-- EXERCISE REQUIREMENTS --
Pick out every line in the records below that holds the string "jacket", and copy each one as it stands. Case counts.

-- DATASET RECORDS --
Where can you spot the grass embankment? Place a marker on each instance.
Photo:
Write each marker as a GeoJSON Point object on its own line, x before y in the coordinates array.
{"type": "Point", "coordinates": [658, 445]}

--

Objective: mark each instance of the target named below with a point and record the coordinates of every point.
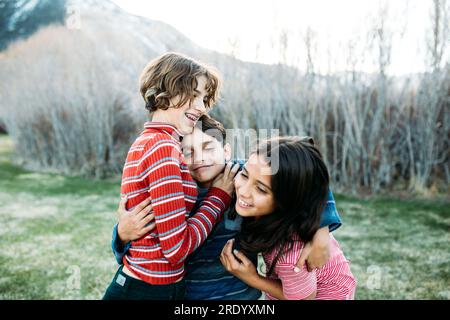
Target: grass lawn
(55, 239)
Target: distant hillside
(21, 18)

...

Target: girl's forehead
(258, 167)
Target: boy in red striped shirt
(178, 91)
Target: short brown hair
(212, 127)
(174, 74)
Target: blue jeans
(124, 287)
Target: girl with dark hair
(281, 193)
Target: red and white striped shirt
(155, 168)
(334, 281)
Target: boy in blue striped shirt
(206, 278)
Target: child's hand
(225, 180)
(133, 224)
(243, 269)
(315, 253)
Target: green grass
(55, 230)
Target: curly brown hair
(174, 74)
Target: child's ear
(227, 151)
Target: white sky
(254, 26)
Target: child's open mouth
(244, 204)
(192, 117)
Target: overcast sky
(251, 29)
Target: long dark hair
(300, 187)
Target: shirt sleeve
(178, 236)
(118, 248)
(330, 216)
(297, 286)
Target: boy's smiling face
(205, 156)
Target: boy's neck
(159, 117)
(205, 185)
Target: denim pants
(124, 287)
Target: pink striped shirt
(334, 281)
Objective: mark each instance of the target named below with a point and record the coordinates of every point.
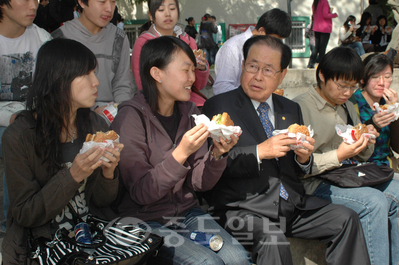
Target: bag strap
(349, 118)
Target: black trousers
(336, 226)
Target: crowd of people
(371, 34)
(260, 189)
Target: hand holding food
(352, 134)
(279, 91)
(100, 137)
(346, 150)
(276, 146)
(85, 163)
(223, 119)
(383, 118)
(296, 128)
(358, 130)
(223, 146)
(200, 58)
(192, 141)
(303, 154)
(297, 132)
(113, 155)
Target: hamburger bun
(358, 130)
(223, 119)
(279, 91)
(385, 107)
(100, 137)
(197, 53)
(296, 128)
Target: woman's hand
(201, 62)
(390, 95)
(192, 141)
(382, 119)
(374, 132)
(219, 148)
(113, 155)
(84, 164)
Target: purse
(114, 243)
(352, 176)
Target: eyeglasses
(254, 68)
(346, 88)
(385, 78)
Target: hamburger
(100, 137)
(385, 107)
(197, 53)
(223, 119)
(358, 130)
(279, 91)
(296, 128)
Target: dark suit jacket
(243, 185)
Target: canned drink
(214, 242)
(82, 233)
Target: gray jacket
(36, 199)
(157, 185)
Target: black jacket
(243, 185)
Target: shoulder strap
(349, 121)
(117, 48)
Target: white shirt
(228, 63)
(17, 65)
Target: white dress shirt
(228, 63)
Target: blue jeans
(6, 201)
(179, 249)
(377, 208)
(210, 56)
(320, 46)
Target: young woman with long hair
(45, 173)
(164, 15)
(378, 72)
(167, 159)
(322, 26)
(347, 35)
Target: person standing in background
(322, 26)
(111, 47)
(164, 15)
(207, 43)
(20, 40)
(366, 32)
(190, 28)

-- ANSWER TO THIS EXERCISE --
Target: dark suit jacket
Target: gray jacket
Target: black jacket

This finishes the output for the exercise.